• **CONSIGNE 1**:
Répondez s'il vous plaît à ces questions sur le texte :
(a) Quel pourcentage des Bruxellois n'a pas la nationalité belge ?
(b) De qui serait composé le Conseil belge ?
(c) Quelles matières fédérales resteraient, selon la N-VA ?
• **CONSIGNE 2**: Extrayez du texte le passage allant de « L’inaccessible majorité renforcée » à « l’expert du fédéralisme. », sans rien y changer.

• **TEXTE À LIRE**:
Le délicat « Brusselkeuze »

Dans l’idéal prôné par la N-VA, la Belgique n’est composée que de deux grandes entités : la Flandre et la Wallonie, chacune régie par son propre modèle social et fiscal. La région bruxelloise n’existe plus en tant que telle. Les Bruxellois sont contraints au « Brusselkeuze », c’est-à-dire de privilégier soit le système wallon, soit le système flamand. « Laisser les gens opter pour le modèle de leur choix, c’est difficilement faisable en pratique, objecte Vincent Laborderie. Beaucoup risquent de se laisser guider par l’opportunisme, et basculer d’un modèle à l’autre pour des raisons financières ou intéressées. »

Penser Bruxelles comme un simple point de rencontre entre les deux grandes communautés du pays, c’est faire fi de l’essence-même de la capitale et de sa démographie, pointe le politologue. « 40% des Bruxellois n’ont pas la nationalité belge. Et 20% supplémentaires détiennent la nationalité mais ne sont pas nés en Belgique, rappelle Vincent Laborderie. Un choix basé sur des prétendues origines wallonnes ou flamandes ou sur la langue maternelle semble ainsi peu réaliste. Demandez à un Portugais, un Italien ou un Polonais s’il veut choisir le modèle flamand ou francophone, il aura un peu de mal. »

Une telle idéologie contrevient également à un principe législatif de base, selon lequel le droit est lié au territoire, souligne encore Vincent Laborderie : « Quand vous allez à l’étranger, vous devez respecter la loi du pays, c’est un principe fondamental. On ne peut pas choisir de s’inclure dans tel ou tel système sans prendre en compte le territoire. »

L’inaccessible majorité renforcée

Autre pierre d’achoppement : la construction politique qui découle de modèle. Le fondement du confédéralisme, c’est d’abolir les élections fédérales. Concrètement, le pays serait régi par un Conseil belge, composé des ministres-présidents des Etats fédérés. « Imaginer que ce sont simplement les représentants des différents gouvernements régionaux qui se mettent d’accord sur les quelques matières fédérales restantes (la Défense et la gestion de la dette, pour la N-VA), c’est peu réaliste », observe l’expert du fédéralisme.

« Le PTB est fondamentalement unitariste et le Vlaams Belang ne signera jamais autre chose qu’une réforme qui veut l’indépendance de la Flandre. Dans ce contexte, je ne vois absolument pas comment on pourra obtenir une majorité renforcée. »

Surtout, pour aboutir à une réforme de l’Etat aussi ambitieuse que celle prônée par les nationalistes flamands, la majorité renforcée est indispensable, rappelle Vincent Laborderie. Cette majorité des deux-tiers, condition sine qua non à toute révision constitutionnelle, semble hors de portée actuellement au vu du paysage politique belge, sérieusement morcelé. Si tous les partis flamands plaidaient de concert pour une sixième réforme de l’Etat à l’époque, la gauche n’en fait pas sa priorité pour 2024. En outre, la montée des extrêmes complique la tâche des nationalistes. « Paradoxalement, la poussée du Vlaams Belang, comme la poussée du PTB côté francophone, rendent de plus en plus difficile d’avoir une majorité tout court, et encore plus une majorité des deux-tiers sur cette question, insiste le politologue. Le PTB est fondamentalement unitariste et le Vlaams Belang ne signera jamais autre chose qu’une réforme qui veut l’indépendance de la Flandre. Dans ce contexte, je ne vois absolument pas comment on pourra obtenir une majorité renforcée sur le confédéralisme.»

(Données de pointage de régions)
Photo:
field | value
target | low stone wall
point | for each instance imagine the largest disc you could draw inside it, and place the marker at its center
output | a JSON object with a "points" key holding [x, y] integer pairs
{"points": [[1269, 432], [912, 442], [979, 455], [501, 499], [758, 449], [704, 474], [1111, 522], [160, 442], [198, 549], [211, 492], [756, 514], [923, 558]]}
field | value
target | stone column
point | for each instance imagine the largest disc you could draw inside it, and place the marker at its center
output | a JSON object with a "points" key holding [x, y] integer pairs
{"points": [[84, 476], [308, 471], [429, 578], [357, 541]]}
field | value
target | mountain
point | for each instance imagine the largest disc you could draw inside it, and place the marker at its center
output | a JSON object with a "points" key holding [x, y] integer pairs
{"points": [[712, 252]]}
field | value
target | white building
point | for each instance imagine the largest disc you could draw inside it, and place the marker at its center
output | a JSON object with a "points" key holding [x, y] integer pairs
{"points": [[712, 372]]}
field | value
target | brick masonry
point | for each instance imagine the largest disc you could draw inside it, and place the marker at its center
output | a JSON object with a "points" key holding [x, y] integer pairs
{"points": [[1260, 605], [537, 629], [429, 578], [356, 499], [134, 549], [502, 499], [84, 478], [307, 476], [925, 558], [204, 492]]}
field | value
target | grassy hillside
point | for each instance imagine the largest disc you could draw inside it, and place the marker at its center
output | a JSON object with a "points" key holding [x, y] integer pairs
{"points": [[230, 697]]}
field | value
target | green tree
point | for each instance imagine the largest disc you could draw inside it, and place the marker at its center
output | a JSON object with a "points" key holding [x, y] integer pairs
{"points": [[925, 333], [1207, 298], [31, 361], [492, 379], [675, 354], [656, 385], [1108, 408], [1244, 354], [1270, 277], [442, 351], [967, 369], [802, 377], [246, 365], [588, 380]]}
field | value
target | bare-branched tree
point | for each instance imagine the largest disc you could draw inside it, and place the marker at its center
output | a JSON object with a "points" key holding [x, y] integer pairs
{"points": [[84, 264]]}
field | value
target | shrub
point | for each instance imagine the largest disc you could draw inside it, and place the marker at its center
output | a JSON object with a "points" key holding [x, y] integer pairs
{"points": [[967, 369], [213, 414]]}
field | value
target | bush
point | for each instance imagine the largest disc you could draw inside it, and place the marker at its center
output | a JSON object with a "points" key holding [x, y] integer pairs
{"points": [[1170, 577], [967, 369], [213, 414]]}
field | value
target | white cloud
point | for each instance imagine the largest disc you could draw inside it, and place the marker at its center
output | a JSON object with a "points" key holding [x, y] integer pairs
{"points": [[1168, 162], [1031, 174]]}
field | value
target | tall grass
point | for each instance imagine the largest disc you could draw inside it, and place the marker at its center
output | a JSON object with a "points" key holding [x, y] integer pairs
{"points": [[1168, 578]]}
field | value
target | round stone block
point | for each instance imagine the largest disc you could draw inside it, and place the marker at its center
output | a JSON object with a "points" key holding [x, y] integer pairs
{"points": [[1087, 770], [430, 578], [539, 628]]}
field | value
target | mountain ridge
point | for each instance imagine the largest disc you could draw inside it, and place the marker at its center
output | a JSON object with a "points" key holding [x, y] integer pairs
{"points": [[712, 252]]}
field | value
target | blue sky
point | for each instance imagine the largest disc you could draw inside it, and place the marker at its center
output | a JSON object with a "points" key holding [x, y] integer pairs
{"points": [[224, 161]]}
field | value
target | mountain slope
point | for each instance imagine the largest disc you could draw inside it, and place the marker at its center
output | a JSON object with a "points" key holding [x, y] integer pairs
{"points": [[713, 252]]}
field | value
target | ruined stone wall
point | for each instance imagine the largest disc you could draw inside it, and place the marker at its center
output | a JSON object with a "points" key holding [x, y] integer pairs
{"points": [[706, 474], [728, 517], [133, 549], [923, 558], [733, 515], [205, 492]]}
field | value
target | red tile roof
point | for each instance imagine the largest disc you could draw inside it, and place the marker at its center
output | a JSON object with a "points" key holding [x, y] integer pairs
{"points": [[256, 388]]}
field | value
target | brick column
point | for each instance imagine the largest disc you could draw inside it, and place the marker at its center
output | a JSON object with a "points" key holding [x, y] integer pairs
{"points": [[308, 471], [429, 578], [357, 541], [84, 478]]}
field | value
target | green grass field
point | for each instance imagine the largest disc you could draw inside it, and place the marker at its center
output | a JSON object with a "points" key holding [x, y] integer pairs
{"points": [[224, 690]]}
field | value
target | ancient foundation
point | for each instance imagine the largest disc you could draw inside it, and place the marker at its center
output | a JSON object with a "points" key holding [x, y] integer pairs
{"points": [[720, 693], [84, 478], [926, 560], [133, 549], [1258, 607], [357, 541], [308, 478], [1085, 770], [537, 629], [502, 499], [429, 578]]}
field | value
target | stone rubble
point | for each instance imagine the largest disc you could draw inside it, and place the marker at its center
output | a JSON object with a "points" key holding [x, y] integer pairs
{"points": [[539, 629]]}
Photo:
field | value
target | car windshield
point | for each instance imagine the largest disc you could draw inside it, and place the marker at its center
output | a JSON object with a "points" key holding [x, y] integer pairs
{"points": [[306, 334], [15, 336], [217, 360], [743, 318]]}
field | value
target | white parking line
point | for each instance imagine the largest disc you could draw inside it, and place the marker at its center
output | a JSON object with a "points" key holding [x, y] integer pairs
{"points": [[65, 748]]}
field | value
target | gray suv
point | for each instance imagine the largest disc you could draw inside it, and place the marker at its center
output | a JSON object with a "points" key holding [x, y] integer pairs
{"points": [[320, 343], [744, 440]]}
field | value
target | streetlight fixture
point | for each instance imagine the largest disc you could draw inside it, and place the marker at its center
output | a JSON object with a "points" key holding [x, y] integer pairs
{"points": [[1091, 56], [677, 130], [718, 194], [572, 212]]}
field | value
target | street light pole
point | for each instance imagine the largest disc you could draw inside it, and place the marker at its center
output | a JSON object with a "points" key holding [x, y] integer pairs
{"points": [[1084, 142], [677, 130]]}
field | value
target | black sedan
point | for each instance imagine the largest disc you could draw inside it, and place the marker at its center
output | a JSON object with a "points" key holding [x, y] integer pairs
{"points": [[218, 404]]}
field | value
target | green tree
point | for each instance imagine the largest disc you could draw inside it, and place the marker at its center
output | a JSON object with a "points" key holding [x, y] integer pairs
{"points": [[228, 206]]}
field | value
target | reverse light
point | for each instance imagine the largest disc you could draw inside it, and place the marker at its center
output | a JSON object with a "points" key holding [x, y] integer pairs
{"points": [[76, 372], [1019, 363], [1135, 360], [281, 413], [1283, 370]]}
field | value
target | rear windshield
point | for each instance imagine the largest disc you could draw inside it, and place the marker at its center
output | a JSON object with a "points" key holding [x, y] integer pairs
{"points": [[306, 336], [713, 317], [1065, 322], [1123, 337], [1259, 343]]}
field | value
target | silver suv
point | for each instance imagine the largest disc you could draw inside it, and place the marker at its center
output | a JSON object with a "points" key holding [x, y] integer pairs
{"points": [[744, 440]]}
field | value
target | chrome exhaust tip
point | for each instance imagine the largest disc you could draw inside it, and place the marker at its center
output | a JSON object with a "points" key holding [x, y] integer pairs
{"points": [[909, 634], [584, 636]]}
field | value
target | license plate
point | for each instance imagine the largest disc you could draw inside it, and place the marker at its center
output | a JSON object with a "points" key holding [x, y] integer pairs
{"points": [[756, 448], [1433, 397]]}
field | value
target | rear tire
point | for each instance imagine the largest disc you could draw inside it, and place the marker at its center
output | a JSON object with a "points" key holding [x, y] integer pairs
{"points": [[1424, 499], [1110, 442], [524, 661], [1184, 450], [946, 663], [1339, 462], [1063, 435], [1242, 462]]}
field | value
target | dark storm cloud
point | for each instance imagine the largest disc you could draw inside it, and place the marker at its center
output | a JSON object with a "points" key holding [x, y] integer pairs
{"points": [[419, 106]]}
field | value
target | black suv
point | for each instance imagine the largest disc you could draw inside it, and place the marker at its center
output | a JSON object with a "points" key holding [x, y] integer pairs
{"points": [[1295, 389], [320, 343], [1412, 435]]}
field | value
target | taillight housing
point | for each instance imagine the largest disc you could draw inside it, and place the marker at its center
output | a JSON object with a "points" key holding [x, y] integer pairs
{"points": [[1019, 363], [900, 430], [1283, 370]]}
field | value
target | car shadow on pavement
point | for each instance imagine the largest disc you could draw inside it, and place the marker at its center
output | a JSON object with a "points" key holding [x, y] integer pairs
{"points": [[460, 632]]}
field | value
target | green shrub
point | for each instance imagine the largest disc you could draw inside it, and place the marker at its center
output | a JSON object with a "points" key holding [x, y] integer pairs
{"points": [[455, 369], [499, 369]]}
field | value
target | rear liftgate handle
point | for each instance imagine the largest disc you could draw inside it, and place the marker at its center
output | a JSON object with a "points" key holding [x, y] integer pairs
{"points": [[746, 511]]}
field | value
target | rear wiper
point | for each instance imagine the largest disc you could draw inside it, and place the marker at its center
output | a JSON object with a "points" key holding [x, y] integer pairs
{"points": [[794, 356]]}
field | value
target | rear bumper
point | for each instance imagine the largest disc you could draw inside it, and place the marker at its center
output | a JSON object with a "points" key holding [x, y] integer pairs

• **RÉPONSE 1**:
(a) 40 %.
(b) Des ministres-présidents des États fédérés.
(c) La Défense et la gestion de la dette.

• **RÉPONSE 2**:
L’inaccessible majorité renforcée

Autre pierre d’achoppement : la construction politique qui découle de modèle. Le fondement du confédéralisme, c’est d’abolir les élections fédérales. Concrètement, le pays serait régi par un Conseil belge, composé des ministres-présidents des Etats fédérés. « Imaginer que ce sont simplement les représentants des différents gouvernements régionaux qui se mettent d’accord sur les quelques matières fédérales restantes (la Défense et la gestion de la dette, pour la N-VA), c’est peu réaliste », observe l’expert du fédéralisme.